---------- Source excerpt

Driving here is easiest (but often slow) by going north on Van Ness Ave (which is part of U.S. Highway 101) up to North Point St (a block beyond Bay), turning right, and then locating a parking space after a few blocks. There are a number of smallish lots, and two major garages near Pier 39, at Stockton and Beach. If you plan to spend much time, you may want to park on a street farther away (but watch the posted limits) and take public transportation to the Wharf.

If you are so inclined and have good brakes, you can go from Van Ness Ave onto Lombard St east, up Russian Hill and down the "crookedest street" in San Francisco. Turn north on any of the streets (except Taylor, because of the cable cars) into Fisherman's Wharf. Stockton St, 2⅓ blocks past Columbus Ave, gets you to the garages. Note that pedestrians and cable cars have the right of way.

From the Bay Bridge it is best to get off soon, head north and east towards the Embarcadero, and then go west into the Fisherman's Wharf area. These exits are still being reconfigured to cope with future earthquakes. You'll see the garages across the way near Pier 39.

San Francisco is small, so consider taking a taxi, at a cost of around $10 from downtown, and double the price from outlying areas.

By cable car

The Powell/Mason cable car line brings you a few blocks south of the center of the district, at Taylor and Bay Sts.

--------------------
---------- Given entries

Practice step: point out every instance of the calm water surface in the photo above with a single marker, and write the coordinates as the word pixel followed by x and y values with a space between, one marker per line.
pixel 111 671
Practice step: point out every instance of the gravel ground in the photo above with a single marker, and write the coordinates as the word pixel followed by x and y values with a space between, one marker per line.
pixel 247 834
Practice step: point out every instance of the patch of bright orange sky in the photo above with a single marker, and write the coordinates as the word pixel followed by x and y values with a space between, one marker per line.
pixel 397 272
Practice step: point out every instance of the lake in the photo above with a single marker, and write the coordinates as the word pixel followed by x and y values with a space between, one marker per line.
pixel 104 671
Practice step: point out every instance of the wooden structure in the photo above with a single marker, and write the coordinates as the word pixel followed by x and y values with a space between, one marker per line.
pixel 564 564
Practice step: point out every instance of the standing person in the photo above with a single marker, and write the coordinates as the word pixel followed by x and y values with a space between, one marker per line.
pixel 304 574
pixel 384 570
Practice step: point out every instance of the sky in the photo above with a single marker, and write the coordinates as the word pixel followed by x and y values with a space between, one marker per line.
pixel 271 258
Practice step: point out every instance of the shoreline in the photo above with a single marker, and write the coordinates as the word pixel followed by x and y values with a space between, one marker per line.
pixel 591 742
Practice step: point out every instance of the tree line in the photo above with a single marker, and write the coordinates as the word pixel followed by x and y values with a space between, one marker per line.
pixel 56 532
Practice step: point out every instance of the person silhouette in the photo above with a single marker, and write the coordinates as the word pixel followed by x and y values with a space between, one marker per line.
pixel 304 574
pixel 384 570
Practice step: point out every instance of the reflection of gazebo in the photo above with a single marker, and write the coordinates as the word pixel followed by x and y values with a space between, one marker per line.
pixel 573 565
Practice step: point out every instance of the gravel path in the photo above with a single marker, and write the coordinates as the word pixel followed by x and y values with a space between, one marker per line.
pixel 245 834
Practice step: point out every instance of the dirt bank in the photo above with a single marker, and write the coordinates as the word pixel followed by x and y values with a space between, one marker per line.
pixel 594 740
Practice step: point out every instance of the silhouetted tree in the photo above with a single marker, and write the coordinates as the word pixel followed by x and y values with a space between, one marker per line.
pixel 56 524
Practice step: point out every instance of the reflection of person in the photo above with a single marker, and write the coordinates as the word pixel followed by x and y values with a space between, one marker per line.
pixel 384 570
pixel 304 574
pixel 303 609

--------------------

Tasks and exercises
[1] In the Fisherman's Wharf directions, why should drivers coming off Lombard St avoid turning north on Taylor?
[2] Answer these from the Fisherman's Wharf directions:
(a) Where are the two major garages near Pier 39?
(b) What does a taxi from downtown cost, roughly?
(c) Which cable car line serves the area, and at what corner does it stop?
[3] Can you resume the Fisherman's Wharf directions after their final sentence?

Responses
[1] The directions say to turn north on any street except Taylor because of the cable cars.

[2]
(a) At Stockton and Beach.
(b) Around $10.
(c) The Powell/Mason line, at Taylor and Bay Sts.

[3]
The Powell/Hyde cable car line brings you to Fisherman's Wharf western end, at the intersection of Hyde and Beach Sts.

Both cable car lines start at Market and Powell, near the BART and Muni station there, pass Union Square, and traverse the charming hills and houses of San Francisco before reaching Fisherman's Wharf.

By streetcar

MUNI's historic F streetcar line comes up on Market from Castro Street, turns west at the Embarcadero in front of the Ferry Building, and traverses much of Fisherman's Wharf. You can exit at any of the Market St BART or MUNI Metro stations to catch the streetcar to Fisherman's Wharf.

By bus

MUNI offers several bus routes to Fisherman's Wharf. The frequent 30-Stockton trolley bus and the 47-Van Ness bus go from the Caltrain station to Fisherman's Wharf, using very different routes. The 30 bus goes through Downtown, passes Chinatown and North Beach, and then travels west via North Point St up to Van Ness. The 47 bus takes longer; it goes first through the grubby parts of the SoMa area, then via the Civic Center up Van Ness, and finally east on North Point St. Additionally, the 19-Polk and 49-Mission/Van Ness also serve the area, both terminating near the Aquatic Park on the western edge of the Wharf. The 39-Coit heads up to Coit Tower in North Beach.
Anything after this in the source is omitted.